• **TASK BRIEF**: Copy, word for word, the line containing "Question. For every instance of the swing" and each line that follows it in the entries below; pictures do not belong in the copy.

• **PROVIDED ENTRIES**:
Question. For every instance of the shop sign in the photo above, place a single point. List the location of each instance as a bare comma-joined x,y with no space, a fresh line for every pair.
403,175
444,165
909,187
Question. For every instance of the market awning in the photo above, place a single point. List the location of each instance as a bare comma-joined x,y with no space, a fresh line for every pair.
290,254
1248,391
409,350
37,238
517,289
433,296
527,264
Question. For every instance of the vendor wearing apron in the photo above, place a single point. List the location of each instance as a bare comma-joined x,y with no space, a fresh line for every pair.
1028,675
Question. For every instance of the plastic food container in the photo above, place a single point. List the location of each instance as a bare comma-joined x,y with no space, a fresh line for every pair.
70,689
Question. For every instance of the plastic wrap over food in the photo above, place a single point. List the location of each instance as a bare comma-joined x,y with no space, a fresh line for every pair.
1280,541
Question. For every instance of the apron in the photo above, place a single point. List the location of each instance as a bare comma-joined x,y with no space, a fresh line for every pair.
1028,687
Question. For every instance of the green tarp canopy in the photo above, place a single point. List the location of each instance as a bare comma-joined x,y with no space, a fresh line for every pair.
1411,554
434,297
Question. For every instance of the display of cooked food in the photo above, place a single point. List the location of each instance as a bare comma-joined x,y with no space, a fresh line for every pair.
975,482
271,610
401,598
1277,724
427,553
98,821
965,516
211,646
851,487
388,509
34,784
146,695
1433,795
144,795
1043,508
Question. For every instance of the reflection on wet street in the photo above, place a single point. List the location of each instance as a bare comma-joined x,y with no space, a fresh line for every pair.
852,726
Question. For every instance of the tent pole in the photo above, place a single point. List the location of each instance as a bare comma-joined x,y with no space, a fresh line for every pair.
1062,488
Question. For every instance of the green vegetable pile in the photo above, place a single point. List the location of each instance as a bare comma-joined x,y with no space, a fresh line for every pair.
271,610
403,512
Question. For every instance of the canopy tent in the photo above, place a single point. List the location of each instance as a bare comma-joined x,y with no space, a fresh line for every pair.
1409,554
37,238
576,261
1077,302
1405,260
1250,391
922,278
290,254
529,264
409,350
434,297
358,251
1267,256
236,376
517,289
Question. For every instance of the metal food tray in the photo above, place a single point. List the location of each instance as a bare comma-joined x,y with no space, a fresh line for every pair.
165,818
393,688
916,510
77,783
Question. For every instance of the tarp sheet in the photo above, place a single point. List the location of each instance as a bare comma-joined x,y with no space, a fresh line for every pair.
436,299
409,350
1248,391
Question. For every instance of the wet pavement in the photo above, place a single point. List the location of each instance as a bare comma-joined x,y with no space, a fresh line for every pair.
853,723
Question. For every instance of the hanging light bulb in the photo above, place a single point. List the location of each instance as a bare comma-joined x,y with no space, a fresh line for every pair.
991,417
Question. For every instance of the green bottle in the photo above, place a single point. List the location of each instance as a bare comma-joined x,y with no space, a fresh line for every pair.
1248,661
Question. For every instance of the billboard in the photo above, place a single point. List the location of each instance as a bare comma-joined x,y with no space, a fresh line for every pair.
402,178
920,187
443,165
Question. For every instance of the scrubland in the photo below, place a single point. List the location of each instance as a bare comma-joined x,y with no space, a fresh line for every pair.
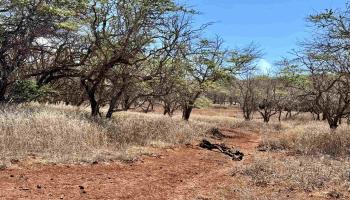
298,155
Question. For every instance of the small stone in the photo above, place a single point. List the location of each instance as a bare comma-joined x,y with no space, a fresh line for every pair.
334,194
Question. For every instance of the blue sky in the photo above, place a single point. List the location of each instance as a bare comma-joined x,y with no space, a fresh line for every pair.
275,25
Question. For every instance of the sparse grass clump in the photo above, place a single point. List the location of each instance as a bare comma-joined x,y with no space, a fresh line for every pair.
310,138
305,173
59,133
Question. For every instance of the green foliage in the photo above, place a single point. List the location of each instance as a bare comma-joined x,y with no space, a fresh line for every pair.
27,90
203,102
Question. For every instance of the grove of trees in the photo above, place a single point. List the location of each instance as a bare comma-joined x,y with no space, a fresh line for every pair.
124,54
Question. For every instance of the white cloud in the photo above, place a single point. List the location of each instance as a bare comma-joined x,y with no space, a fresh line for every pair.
264,66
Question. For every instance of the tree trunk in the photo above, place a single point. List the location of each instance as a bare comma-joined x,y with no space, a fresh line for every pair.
186,113
113,102
3,88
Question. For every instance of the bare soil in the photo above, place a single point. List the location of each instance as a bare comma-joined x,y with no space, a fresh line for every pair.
187,172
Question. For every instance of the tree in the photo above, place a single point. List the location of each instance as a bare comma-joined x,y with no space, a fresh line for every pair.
23,27
204,66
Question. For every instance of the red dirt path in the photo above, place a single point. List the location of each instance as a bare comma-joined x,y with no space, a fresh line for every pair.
181,173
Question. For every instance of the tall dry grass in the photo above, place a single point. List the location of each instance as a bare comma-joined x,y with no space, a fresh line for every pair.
310,138
58,133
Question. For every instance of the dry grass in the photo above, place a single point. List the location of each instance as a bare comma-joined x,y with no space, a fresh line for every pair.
58,133
310,138
305,173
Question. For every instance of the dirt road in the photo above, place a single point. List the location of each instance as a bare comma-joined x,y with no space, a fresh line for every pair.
182,173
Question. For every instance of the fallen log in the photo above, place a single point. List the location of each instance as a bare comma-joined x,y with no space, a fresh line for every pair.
234,154
217,134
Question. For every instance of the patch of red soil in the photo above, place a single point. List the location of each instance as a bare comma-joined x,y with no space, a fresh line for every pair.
181,173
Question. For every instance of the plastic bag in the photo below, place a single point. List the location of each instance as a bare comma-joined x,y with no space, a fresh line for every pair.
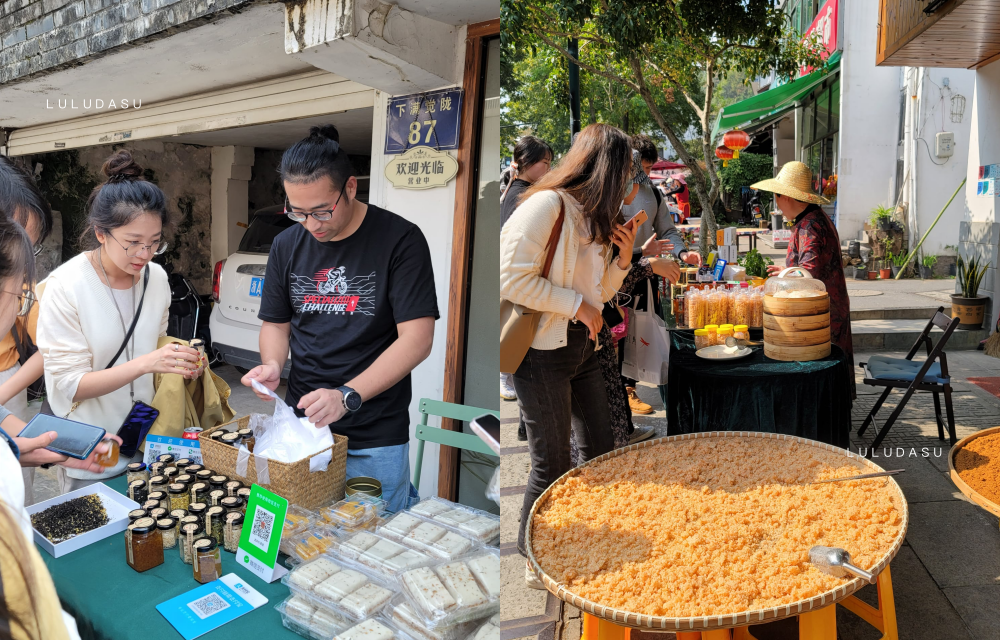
289,438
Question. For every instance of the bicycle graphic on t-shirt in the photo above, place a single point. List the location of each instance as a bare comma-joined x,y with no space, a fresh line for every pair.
330,291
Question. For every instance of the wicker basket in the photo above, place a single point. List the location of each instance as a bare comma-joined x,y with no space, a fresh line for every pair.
291,481
742,618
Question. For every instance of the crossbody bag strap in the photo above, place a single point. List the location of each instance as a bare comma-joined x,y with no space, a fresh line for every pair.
550,247
135,319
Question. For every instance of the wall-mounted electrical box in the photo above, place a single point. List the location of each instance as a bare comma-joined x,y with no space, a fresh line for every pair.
944,144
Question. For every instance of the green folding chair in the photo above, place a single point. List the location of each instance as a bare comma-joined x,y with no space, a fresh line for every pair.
426,433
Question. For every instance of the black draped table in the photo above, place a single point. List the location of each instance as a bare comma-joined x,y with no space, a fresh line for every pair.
806,399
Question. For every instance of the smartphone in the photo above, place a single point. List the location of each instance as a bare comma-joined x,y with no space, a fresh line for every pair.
75,439
638,219
487,427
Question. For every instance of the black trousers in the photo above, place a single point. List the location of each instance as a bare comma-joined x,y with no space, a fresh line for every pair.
561,391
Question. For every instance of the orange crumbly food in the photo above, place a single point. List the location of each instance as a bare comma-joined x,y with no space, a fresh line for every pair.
978,464
710,527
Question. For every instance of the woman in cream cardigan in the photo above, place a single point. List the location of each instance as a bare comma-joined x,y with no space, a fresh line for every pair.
559,384
90,301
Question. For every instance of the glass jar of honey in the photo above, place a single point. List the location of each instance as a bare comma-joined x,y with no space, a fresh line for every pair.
143,545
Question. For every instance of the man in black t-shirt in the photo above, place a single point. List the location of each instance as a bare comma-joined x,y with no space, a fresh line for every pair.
350,291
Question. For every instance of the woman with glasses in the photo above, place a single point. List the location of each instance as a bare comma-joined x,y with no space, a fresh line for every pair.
22,202
91,301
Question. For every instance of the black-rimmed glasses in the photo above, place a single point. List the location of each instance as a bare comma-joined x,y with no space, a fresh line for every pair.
320,216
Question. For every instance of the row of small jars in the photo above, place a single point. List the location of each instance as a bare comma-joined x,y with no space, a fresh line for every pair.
713,335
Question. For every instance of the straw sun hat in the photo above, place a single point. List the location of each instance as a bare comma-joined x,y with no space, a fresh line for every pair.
795,181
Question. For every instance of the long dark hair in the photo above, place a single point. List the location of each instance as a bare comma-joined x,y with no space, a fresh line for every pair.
123,197
21,199
597,171
17,260
318,155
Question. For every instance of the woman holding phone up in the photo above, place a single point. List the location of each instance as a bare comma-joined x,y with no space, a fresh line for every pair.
93,374
559,383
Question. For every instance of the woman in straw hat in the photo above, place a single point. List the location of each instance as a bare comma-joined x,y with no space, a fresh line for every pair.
815,245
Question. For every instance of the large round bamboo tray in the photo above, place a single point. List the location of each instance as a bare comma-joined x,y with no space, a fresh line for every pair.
737,619
797,306
797,338
797,354
968,491
796,323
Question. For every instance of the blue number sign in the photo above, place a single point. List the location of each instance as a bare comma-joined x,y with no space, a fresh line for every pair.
423,120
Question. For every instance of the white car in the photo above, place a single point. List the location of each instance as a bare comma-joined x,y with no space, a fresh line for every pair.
237,284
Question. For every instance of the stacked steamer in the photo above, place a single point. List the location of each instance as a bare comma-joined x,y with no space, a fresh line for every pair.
796,317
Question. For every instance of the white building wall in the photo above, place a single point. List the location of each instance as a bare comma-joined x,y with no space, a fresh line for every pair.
937,178
869,120
979,231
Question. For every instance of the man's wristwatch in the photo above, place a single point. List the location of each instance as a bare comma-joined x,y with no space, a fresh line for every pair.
352,399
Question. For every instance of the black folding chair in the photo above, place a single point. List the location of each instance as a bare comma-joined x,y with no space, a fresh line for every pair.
903,373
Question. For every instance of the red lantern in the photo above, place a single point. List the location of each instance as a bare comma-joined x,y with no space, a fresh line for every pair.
736,140
725,154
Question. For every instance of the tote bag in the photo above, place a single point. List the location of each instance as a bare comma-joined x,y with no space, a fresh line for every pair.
647,346
518,323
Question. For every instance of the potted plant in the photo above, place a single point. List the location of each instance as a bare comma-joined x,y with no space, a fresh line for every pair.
927,267
881,218
898,262
969,305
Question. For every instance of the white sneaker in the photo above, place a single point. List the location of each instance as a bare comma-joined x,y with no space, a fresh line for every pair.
640,434
531,580
507,391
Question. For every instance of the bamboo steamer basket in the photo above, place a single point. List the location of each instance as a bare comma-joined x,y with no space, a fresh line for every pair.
968,491
796,329
796,323
736,619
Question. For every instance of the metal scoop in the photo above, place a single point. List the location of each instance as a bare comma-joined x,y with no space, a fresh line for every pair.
837,562
733,342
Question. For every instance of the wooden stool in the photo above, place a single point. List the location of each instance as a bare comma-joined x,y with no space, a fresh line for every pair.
820,624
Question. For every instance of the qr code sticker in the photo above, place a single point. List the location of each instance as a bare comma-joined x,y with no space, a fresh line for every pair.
208,606
260,533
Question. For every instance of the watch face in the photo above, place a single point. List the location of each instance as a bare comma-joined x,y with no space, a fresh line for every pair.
352,401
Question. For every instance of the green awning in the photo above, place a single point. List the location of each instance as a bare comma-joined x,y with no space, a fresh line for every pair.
773,101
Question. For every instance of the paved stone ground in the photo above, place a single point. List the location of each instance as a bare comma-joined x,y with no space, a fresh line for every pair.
946,577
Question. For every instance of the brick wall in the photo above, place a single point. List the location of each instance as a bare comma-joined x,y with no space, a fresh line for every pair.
42,36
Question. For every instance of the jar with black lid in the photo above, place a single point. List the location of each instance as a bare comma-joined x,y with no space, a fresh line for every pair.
138,491
143,545
233,531
136,471
207,561
179,496
232,504
199,492
168,531
232,486
189,534
161,495
213,522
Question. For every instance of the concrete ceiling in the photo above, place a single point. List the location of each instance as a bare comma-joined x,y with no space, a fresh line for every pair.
355,127
453,11
235,50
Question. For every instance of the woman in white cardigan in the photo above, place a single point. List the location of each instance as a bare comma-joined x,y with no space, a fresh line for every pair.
559,384
90,301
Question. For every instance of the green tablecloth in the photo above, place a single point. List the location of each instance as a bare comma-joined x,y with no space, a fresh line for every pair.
806,399
110,601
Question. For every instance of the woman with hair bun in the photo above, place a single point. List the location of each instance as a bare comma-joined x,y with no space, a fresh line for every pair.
92,373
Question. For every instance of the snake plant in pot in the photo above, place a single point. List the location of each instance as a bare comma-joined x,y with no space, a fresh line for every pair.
969,306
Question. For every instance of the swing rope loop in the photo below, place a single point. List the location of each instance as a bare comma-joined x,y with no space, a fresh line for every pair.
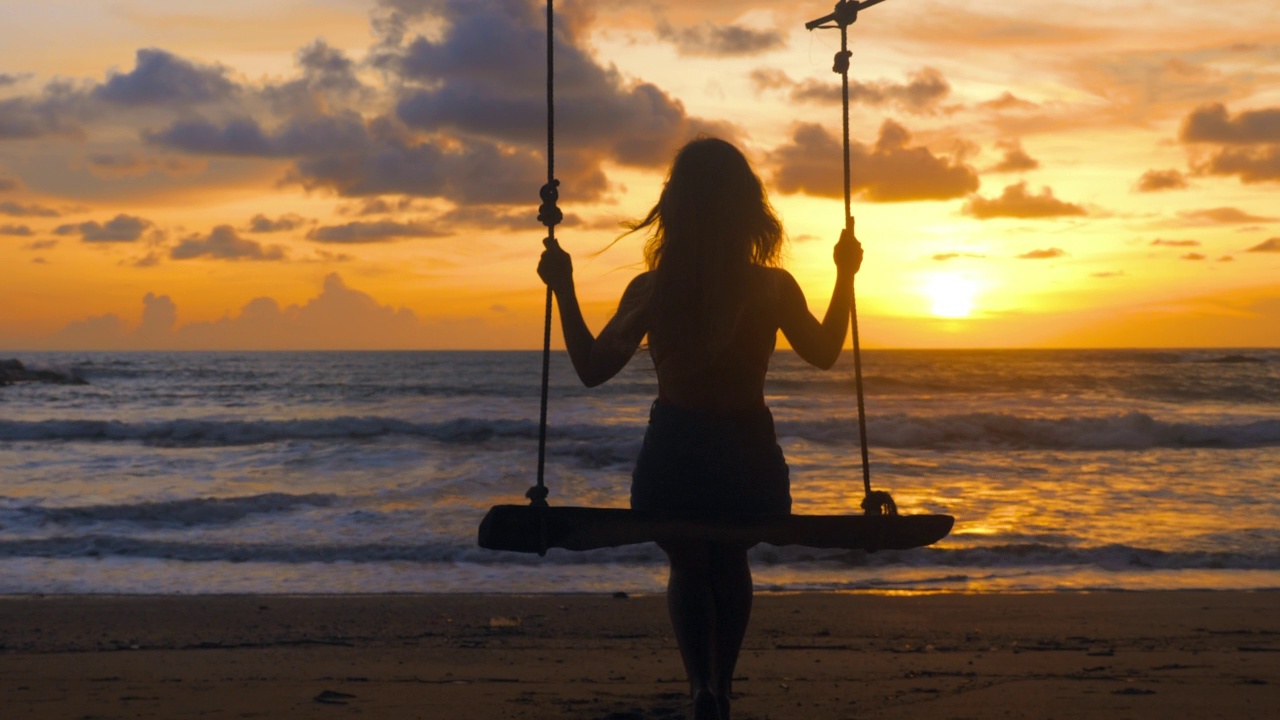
874,502
548,214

• **ANSWER TO THE PROBLEM**:
Question. For every instance of the swing rope loop in the photo below, place a single point. List the location of each instance as a bare comma-joined x,y with no space, a fresh line for every pair.
874,502
548,214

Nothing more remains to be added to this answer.